_Exercise prompt_
Skip the pictures. Repeat everything else in the records word for word.

^^^^^^^^

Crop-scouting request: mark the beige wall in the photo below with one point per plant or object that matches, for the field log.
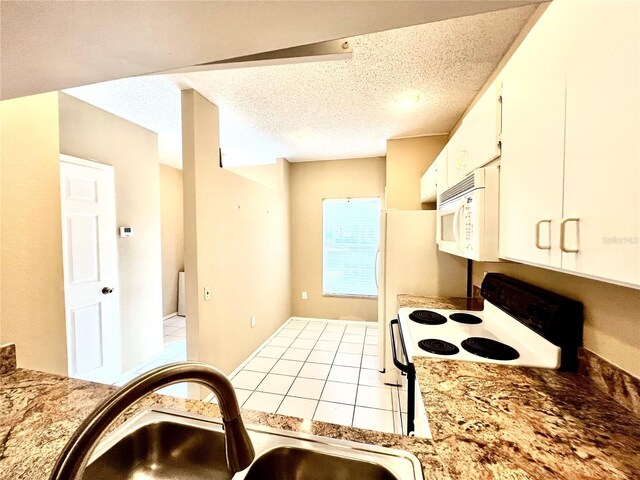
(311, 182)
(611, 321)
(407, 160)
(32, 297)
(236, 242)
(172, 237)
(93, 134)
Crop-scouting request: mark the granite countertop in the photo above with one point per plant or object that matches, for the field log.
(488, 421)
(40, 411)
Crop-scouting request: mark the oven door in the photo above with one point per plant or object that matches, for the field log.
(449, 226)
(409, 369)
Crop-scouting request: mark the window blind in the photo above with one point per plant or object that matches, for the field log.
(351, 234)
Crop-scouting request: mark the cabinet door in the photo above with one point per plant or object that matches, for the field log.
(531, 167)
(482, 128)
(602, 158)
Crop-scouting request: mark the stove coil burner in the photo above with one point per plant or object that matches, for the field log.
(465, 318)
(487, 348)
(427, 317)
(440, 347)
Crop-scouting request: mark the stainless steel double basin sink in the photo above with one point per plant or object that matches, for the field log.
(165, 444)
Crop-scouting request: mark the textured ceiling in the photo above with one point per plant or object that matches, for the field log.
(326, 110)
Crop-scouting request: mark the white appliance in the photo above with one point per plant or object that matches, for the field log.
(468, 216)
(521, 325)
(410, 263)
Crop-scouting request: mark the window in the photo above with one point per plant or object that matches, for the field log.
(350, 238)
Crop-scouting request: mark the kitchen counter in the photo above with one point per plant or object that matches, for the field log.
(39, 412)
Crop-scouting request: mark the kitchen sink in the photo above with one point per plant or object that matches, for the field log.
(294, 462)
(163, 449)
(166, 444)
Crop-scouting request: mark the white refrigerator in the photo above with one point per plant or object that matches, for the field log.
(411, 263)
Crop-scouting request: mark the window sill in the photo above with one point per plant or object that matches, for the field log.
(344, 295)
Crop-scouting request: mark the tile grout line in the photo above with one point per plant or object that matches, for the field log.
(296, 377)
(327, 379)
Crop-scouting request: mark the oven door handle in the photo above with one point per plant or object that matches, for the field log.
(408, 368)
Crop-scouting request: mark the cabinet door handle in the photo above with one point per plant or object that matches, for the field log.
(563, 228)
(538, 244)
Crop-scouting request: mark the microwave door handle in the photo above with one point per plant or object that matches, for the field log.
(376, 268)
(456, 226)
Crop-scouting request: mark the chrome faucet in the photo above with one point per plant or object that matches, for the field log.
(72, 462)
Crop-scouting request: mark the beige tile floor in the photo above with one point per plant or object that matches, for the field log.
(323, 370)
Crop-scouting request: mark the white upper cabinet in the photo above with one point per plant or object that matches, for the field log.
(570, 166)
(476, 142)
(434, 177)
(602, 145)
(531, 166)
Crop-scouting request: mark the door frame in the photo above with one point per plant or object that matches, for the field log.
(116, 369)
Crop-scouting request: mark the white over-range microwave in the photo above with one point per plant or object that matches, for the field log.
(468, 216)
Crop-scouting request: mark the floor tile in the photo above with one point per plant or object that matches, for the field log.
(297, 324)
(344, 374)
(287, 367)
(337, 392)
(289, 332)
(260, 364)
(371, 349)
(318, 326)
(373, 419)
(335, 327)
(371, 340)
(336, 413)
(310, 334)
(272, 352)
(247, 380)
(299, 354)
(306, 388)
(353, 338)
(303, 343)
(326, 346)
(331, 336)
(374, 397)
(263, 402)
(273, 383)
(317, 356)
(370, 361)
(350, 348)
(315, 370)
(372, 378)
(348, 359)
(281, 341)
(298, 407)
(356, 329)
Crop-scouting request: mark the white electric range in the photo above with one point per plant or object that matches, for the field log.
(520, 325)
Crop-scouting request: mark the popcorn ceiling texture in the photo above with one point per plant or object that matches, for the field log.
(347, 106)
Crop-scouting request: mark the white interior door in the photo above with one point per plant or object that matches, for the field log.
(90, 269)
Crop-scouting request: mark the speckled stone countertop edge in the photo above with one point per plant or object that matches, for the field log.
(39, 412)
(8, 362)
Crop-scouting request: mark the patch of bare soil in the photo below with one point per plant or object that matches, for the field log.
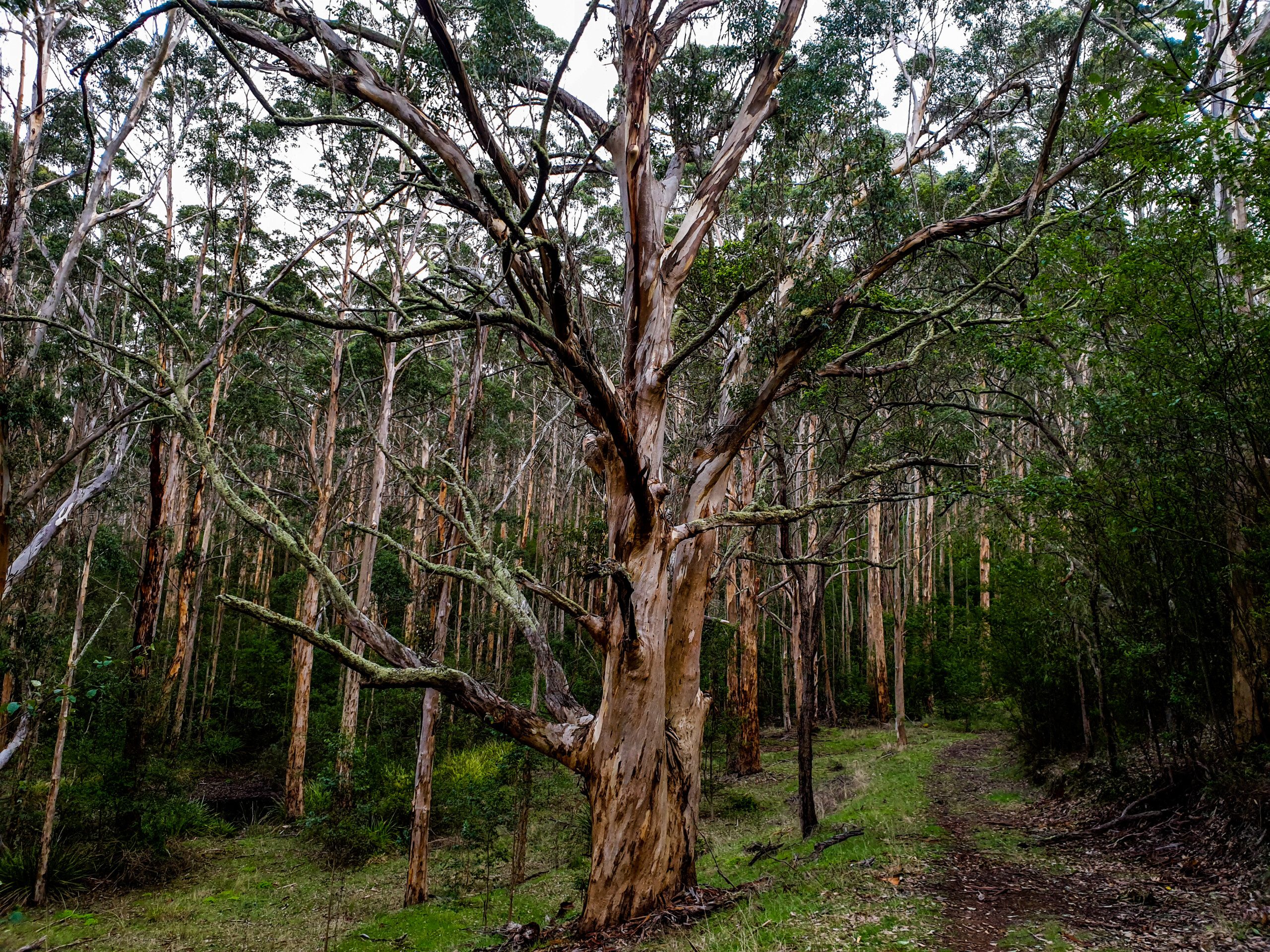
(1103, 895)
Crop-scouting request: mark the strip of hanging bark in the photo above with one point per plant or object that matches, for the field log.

^^^^^^^^

_Solution below_
Crop-scouting request: mark the beige wall in the photo below with one point per plant or object that matches, for the field log.
(311, 182)
(611, 321)
(407, 160)
(32, 297)
(236, 242)
(172, 237)
(93, 134)
Crop-scouting request: mark the granite countertop in the photo above with one point per plant or object that matches, for the field log.
(488, 421)
(40, 411)
Crop-scouting request: mark the oven door in the photo above with one point per plant or object that matches, for the field log.
(449, 226)
(409, 369)
Crop-scouting request: mark the window blind in the photo above with one point per plant or object that matches, for the field log.
(351, 234)
Crop-scouting request: mark the cabinet door in the photo above with one point per plant or object that matches, for the field log.
(531, 167)
(482, 128)
(602, 158)
Crop-scouting request: mark the stove coil burner in the photo above with one point per plant or object that matches, for the field log.
(465, 318)
(487, 348)
(427, 317)
(440, 347)
Crop-scouting request: mark the stainless steel double basin sink in the photo above with one point per plant or object that matches, for the field log.
(165, 444)
Crop-scouting request: mark the textured ceiling in the photo above with one point per plant or object that matches, for the field log.
(326, 110)
Crop-scouting request: mark the white appliance in the photo above with one point per plant or object that matches, for the field log.
(468, 216)
(521, 325)
(410, 263)
Crop-scouting request: mark the window in the photo above with one point per plant or object that matches, for the field log.
(350, 238)
Crop-scouting request: mark the kitchen counter in the photo above with one point per plant or object that matches, for the field log.
(39, 412)
Crop-scouting request: mark the kitchen sink in the photo above with one point per plant or object that matches, for the field log.
(294, 462)
(163, 449)
(166, 444)
Crop-scouting request: mark the white refrigerator in the photo above with one point per plant or object that matches, for the field log.
(411, 263)
Crop-scouting request: mark the window sill in the photo above with one point per plant or object that matches, for the field log.
(344, 295)
Crop-scouting request: mark the tile grout line in the photo above with one point per plant or object that matches, for the field log.
(296, 377)
(327, 379)
Crop-scouting request: mark the oven door handle in the photo above with one point per plant or object that matches, for the field log.
(408, 368)
Crop-scouting request: mark the cabinet door handle in the photo above with one point per plant or object that matches, for the field log.
(563, 228)
(538, 244)
Crop-scouting request: mark the microwave door handle in the photo above with one point per plant or object that matches, for the field log.
(376, 268)
(456, 226)
Crop-scouting request: mark the chrome faucet in the photo above with one point per plant or object that matches, for the field log.
(72, 462)
Crop-scouting request: mark the beige tile floor in the photo above with one point per plant or object that matches, for the field log.
(323, 370)
Crop-scouting request: mark the white upper cabinet in the photo above with one point per plant or object that matches, for the field log.
(570, 166)
(476, 142)
(434, 177)
(602, 145)
(531, 166)
Crop-scouting request: mark the door frame in the photo above with one point per plant or object that matches, for the field log.
(116, 369)
Crop-scouting request: mark the white over-range microwave in the photo above with one point per plant or object that matches, for the field log.
(468, 216)
Crop-scouting request: mark the floor tile in the photo above with one point per plant or object that matches, for the field log.
(297, 324)
(344, 374)
(287, 367)
(337, 392)
(289, 332)
(260, 364)
(371, 349)
(318, 326)
(373, 419)
(335, 327)
(371, 340)
(336, 413)
(310, 334)
(272, 352)
(247, 380)
(299, 354)
(306, 388)
(353, 338)
(303, 343)
(326, 346)
(331, 336)
(374, 397)
(263, 402)
(273, 383)
(317, 356)
(370, 361)
(350, 348)
(315, 370)
(372, 378)
(348, 359)
(281, 341)
(298, 407)
(356, 329)
Crop-scouting request: mark the white electric range in the photo above with one point per plant or object that matches, for the field log.
(520, 325)
Crop-scouting request: mark the popcorn ceiling texture in the photo above with one point per plant or object that matches, for the field log.
(347, 106)
Crop-scouting request: mark the white interior door in the photo above with one point per plant or object that matches, for the field log.
(90, 269)
Crop-scouting request: mark the speckled stone countertop edge in the photo above with one point per plant or object that matches, for the field log.
(39, 412)
(8, 362)
Crop-scouting request: mark the patch of bare soil in the photo below with one point per plant or object that matches, for the field log.
(1103, 895)
Crop-scouting request: mark the strip of hanging bark in the photo above with one point per plant or object that matches, for the field log.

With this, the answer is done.